Description of the task.
Rewrite every line of the data below, from the line containing "Provide the segmentation of every instance of the player's hand" down to the line containing "128 80 L 79", inclusive. Shift each coordinate in the path outlines by -81 and leave all other text unchanged.

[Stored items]
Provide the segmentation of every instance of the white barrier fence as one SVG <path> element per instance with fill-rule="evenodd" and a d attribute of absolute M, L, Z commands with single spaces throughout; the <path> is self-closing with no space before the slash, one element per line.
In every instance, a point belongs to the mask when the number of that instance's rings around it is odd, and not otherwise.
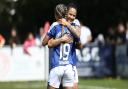
<path fill-rule="evenodd" d="M 49 69 L 47 47 L 31 47 L 31 55 L 23 52 L 22 46 L 11 50 L 0 48 L 0 81 L 46 80 Z"/>

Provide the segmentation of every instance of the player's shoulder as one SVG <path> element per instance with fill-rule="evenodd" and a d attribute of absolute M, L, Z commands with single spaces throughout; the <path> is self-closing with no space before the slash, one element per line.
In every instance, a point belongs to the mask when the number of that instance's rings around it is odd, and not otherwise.
<path fill-rule="evenodd" d="M 77 26 L 80 26 L 80 21 L 78 19 L 74 19 L 72 23 Z"/>
<path fill-rule="evenodd" d="M 57 26 L 57 25 L 59 25 L 58 22 L 53 22 L 52 25 L 50 26 L 50 29 L 49 29 L 49 30 L 51 30 L 53 27 L 55 27 L 55 26 Z"/>

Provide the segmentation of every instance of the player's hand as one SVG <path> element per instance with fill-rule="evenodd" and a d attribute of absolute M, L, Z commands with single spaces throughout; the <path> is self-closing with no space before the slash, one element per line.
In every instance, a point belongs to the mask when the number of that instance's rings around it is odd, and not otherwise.
<path fill-rule="evenodd" d="M 60 23 L 64 26 L 67 26 L 68 22 L 66 21 L 66 19 L 62 18 L 60 19 Z"/>

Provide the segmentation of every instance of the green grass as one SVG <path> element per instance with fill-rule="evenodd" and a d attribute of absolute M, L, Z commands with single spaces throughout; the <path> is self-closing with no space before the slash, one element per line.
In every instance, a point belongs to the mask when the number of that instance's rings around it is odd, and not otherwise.
<path fill-rule="evenodd" d="M 128 89 L 128 80 L 80 79 L 79 89 Z"/>
<path fill-rule="evenodd" d="M 46 82 L 0 82 L 0 89 L 46 89 Z M 128 89 L 128 80 L 80 78 L 79 89 Z"/>

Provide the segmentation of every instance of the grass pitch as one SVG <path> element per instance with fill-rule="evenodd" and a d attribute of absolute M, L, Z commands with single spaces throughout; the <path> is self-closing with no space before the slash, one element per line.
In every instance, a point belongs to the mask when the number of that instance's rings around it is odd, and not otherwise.
<path fill-rule="evenodd" d="M 46 89 L 44 81 L 0 82 L 0 89 Z M 128 80 L 79 79 L 79 89 L 128 89 Z"/>

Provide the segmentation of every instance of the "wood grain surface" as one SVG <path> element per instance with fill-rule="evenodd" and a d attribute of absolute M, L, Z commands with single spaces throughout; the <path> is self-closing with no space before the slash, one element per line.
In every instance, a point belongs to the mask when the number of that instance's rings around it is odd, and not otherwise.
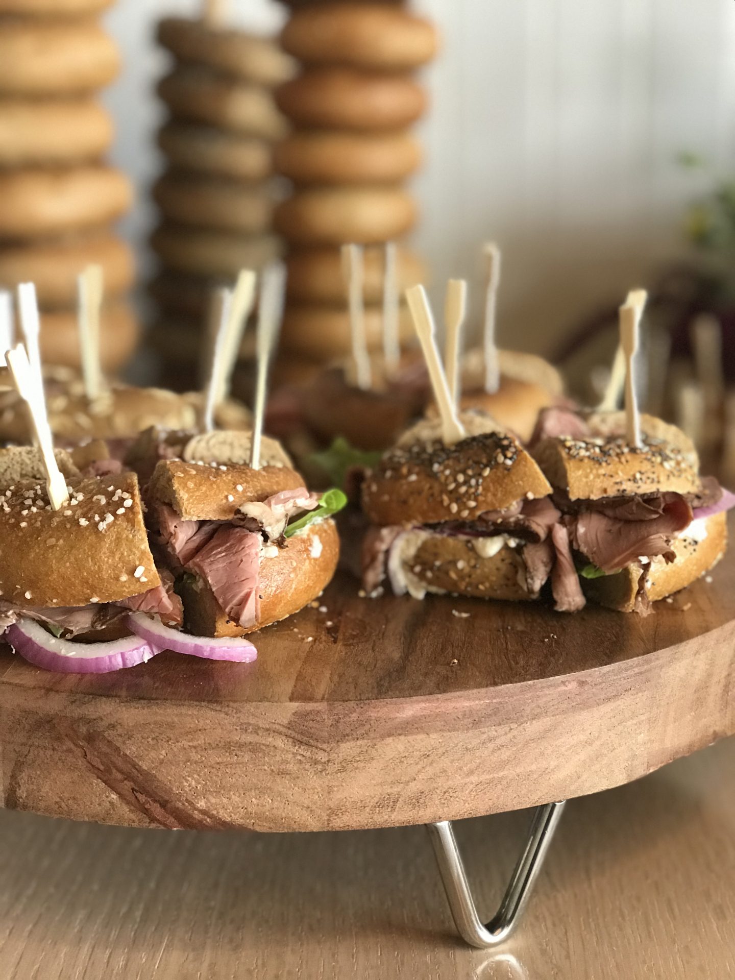
<path fill-rule="evenodd" d="M 454 931 L 420 827 L 153 834 L 0 810 L 3 980 L 727 980 L 735 739 L 570 803 L 526 916 Z M 457 824 L 494 910 L 528 814 Z"/>
<path fill-rule="evenodd" d="M 369 601 L 341 577 L 258 647 L 253 664 L 163 654 L 102 676 L 0 655 L 0 802 L 131 826 L 360 829 L 629 782 L 735 731 L 735 554 L 647 618 Z"/>

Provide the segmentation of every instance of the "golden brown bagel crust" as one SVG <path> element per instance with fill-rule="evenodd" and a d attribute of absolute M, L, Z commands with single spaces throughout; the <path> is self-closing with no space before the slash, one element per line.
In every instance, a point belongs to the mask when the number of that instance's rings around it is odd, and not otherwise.
<path fill-rule="evenodd" d="M 315 542 L 318 546 L 315 549 Z M 320 546 L 320 551 L 318 548 Z M 316 552 L 318 555 L 315 557 Z M 331 581 L 339 559 L 339 535 L 333 520 L 312 524 L 288 539 L 277 556 L 261 562 L 261 615 L 243 629 L 231 619 L 201 578 L 185 577 L 181 586 L 184 627 L 196 636 L 244 636 L 304 609 Z"/>
<path fill-rule="evenodd" d="M 424 89 L 407 75 L 350 69 L 310 69 L 275 93 L 281 112 L 299 126 L 371 131 L 404 129 L 423 116 Z"/>
<path fill-rule="evenodd" d="M 241 269 L 262 269 L 281 246 L 273 235 L 202 231 L 167 221 L 151 235 L 151 247 L 176 272 L 231 279 Z"/>
<path fill-rule="evenodd" d="M 380 307 L 365 309 L 366 341 L 369 351 L 377 351 L 383 342 L 383 314 Z M 400 338 L 413 335 L 411 317 L 405 308 L 400 313 Z M 283 315 L 280 349 L 312 361 L 331 361 L 352 350 L 350 318 L 344 309 L 330 306 L 291 306 Z"/>
<path fill-rule="evenodd" d="M 0 172 L 0 238 L 24 240 L 107 224 L 132 204 L 122 171 L 86 166 Z"/>
<path fill-rule="evenodd" d="M 95 91 L 114 81 L 121 57 L 94 20 L 69 24 L 10 20 L 0 31 L 0 94 L 37 96 Z"/>
<path fill-rule="evenodd" d="M 0 14 L 24 17 L 88 17 L 101 14 L 115 0 L 0 0 Z"/>
<path fill-rule="evenodd" d="M 600 578 L 581 578 L 582 588 L 588 599 L 601 606 L 632 612 L 635 609 L 640 576 L 646 575 L 646 594 L 651 602 L 670 596 L 691 585 L 708 569 L 715 565 L 727 548 L 727 514 L 715 514 L 707 517 L 707 537 L 696 542 L 687 538 L 686 532 L 671 541 L 676 560 L 667 564 L 662 558 L 655 558 L 644 570 L 628 565 L 614 575 Z"/>
<path fill-rule="evenodd" d="M 551 487 L 512 436 L 469 436 L 454 446 L 415 441 L 389 450 L 363 483 L 363 510 L 375 524 L 473 520 Z"/>
<path fill-rule="evenodd" d="M 700 489 L 699 473 L 681 450 L 645 435 L 641 449 L 625 439 L 543 439 L 533 456 L 551 483 L 571 500 Z"/>
<path fill-rule="evenodd" d="M 172 507 L 184 520 L 231 520 L 242 504 L 303 486 L 304 477 L 288 466 L 251 469 L 229 466 L 220 469 L 206 464 L 162 460 L 151 477 L 147 498 Z"/>
<path fill-rule="evenodd" d="M 407 132 L 293 132 L 273 153 L 275 170 L 296 184 L 397 183 L 421 164 Z"/>
<path fill-rule="evenodd" d="M 86 606 L 90 602 L 118 602 L 160 585 L 135 474 L 101 479 L 70 477 L 69 485 L 72 500 L 77 503 L 61 511 L 45 510 L 48 497 L 43 483 L 19 484 L 10 497 L 3 498 L 3 600 L 24 607 Z M 132 501 L 130 507 L 124 506 L 127 499 Z M 25 504 L 26 500 L 33 504 Z M 37 506 L 38 500 L 41 506 Z M 31 506 L 36 507 L 35 514 L 30 512 Z M 25 510 L 28 513 L 23 514 Z M 112 514 L 113 520 L 100 530 L 107 514 Z M 80 520 L 85 523 L 80 524 Z M 136 577 L 139 566 L 143 572 Z"/>
<path fill-rule="evenodd" d="M 261 85 L 182 66 L 162 78 L 158 93 L 175 119 L 263 139 L 285 135 L 285 121 Z"/>
<path fill-rule="evenodd" d="M 467 538 L 429 534 L 406 571 L 430 592 L 514 602 L 536 598 L 524 588 L 526 566 L 517 548 L 506 546 L 490 558 L 480 558 Z"/>
<path fill-rule="evenodd" d="M 127 303 L 102 308 L 100 360 L 106 371 L 118 371 L 132 357 L 140 337 L 140 323 Z M 41 314 L 41 359 L 50 365 L 79 365 L 79 327 L 76 311 Z"/>
<path fill-rule="evenodd" d="M 272 40 L 201 20 L 165 17 L 158 41 L 177 61 L 204 65 L 259 85 L 278 85 L 294 74 L 294 62 Z"/>
<path fill-rule="evenodd" d="M 76 276 L 93 263 L 102 266 L 106 297 L 120 296 L 132 286 L 132 250 L 107 231 L 0 248 L 0 283 L 15 287 L 33 282 L 42 309 L 72 309 L 76 305 Z"/>
<path fill-rule="evenodd" d="M 416 218 L 414 198 L 400 187 L 317 187 L 282 201 L 274 225 L 298 245 L 368 245 L 400 237 Z"/>
<path fill-rule="evenodd" d="M 86 163 L 107 153 L 113 120 L 94 99 L 0 102 L 0 167 Z"/>
<path fill-rule="evenodd" d="M 211 176 L 265 180 L 272 172 L 270 144 L 255 136 L 172 122 L 160 130 L 158 145 L 172 167 Z"/>
<path fill-rule="evenodd" d="M 493 394 L 468 391 L 463 394 L 463 409 L 480 409 L 500 422 L 503 428 L 514 432 L 521 442 L 528 442 L 542 409 L 553 405 L 555 396 L 538 384 L 516 381 L 501 375 L 500 387 Z M 435 410 L 434 410 L 435 411 Z"/>
<path fill-rule="evenodd" d="M 438 47 L 428 21 L 384 4 L 322 3 L 293 14 L 281 30 L 284 51 L 316 65 L 373 72 L 408 72 L 425 65 Z"/>
<path fill-rule="evenodd" d="M 245 235 L 268 231 L 273 214 L 272 195 L 261 186 L 175 172 L 159 177 L 153 199 L 173 221 Z"/>
<path fill-rule="evenodd" d="M 402 391 L 364 391 L 348 384 L 344 371 L 329 368 L 304 391 L 304 416 L 323 442 L 341 435 L 357 449 L 392 446 L 416 415 L 411 396 Z"/>
<path fill-rule="evenodd" d="M 368 246 L 364 253 L 363 298 L 366 303 L 382 303 L 384 251 Z M 415 252 L 397 249 L 396 266 L 399 292 L 425 282 L 426 267 Z M 300 303 L 333 304 L 344 308 L 345 284 L 340 251 L 336 247 L 297 249 L 286 258 L 286 290 L 290 300 Z"/>

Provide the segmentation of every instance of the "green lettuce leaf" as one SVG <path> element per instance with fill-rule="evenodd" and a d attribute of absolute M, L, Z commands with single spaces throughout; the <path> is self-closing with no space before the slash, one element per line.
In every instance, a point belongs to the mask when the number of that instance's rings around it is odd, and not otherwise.
<path fill-rule="evenodd" d="M 341 490 L 337 490 L 333 487 L 331 490 L 325 490 L 321 494 L 321 500 L 319 501 L 318 507 L 310 511 L 309 514 L 305 514 L 303 517 L 299 517 L 298 520 L 294 520 L 292 524 L 283 532 L 284 537 L 290 538 L 297 531 L 303 531 L 305 527 L 308 527 L 314 520 L 319 517 L 330 517 L 333 514 L 337 514 L 341 511 L 343 507 L 347 506 L 347 495 Z"/>
<path fill-rule="evenodd" d="M 582 576 L 582 578 L 602 578 L 607 572 L 603 571 L 602 568 L 598 568 L 596 564 L 585 564 L 583 568 L 578 568 L 577 571 Z"/>
<path fill-rule="evenodd" d="M 312 453 L 309 457 L 310 463 L 322 469 L 335 486 L 345 485 L 347 472 L 353 466 L 377 466 L 382 453 L 366 452 L 351 446 L 344 436 L 337 436 L 328 449 L 318 453 Z"/>

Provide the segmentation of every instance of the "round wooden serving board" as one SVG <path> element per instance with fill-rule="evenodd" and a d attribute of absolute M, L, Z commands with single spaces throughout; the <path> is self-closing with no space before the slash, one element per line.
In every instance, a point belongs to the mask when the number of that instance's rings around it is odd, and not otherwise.
<path fill-rule="evenodd" d="M 131 826 L 338 830 L 629 782 L 735 731 L 735 551 L 647 618 L 367 600 L 343 576 L 321 610 L 256 642 L 252 664 L 167 653 L 98 676 L 3 648 L 2 804 Z"/>

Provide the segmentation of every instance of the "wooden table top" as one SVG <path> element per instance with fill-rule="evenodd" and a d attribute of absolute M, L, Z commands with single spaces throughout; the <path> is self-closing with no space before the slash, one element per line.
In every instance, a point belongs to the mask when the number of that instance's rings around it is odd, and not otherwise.
<path fill-rule="evenodd" d="M 567 806 L 519 931 L 457 939 L 420 827 L 176 834 L 0 810 L 3 980 L 725 980 L 735 739 Z M 457 825 L 481 911 L 526 813 Z"/>
<path fill-rule="evenodd" d="M 350 830 L 598 792 L 735 732 L 735 549 L 645 618 L 359 598 L 264 630 L 255 663 L 104 675 L 0 653 L 0 806 L 131 826 Z"/>

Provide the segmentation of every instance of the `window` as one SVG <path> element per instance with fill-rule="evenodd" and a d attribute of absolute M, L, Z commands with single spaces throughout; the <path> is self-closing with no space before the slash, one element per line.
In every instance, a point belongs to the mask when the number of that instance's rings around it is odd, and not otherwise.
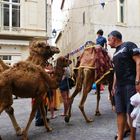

Output of the exercise.
Provide the segmentation of every instance of the player's hand as one SVG <path> element per instance with fill-rule="evenodd" and a d attribute of absolute M, L, Z commands with single spaces throughout; the <path> is self-closing with no space before the slash, one element per line.
In every instance, a point belongs to the mask when the number of that instance's rings around it is odd, and not otherwise.
<path fill-rule="evenodd" d="M -21 -58 L -17 -55 L -14 -55 L -13 -59 L -15 -60 L -15 -62 L -19 -63 L -21 -62 Z"/>

Provide the segmentation of every instance of the green grass as one SVG <path> element per instance with fill-rule="evenodd" and a d attribute of absolute M, L, Z commands with single spaces throughout; the <path> is self-closing with no space before the slash, one element per line.
In every instance, a point belongs to the mask when the number of that instance's rings around it is odd, and not otherwise.
<path fill-rule="evenodd" d="M 47 8 L 47 -1 L -1 -2 L -2 8 Z"/>
<path fill-rule="evenodd" d="M -35 1 L -81 1 L -81 8 L -35 8 Z M 47 8 L 47 -1 L -1 -3 L -2 8 Z"/>

Provide the segmentation of every instance of the grass pitch as one SVG <path> element per instance with fill-rule="evenodd" and a d attribute of absolute M, L, Z commands with single spaces throughout; the <path> is self-closing with no space before the slash, one element per line.
In every instance, a point belongs to the mask when the number of that instance's rings around it is odd, and not otherwise.
<path fill-rule="evenodd" d="M -35 8 L -37 0 L -81 1 L -81 8 Z M 47 -1 L -2 -2 L -2 8 L 47 8 Z"/>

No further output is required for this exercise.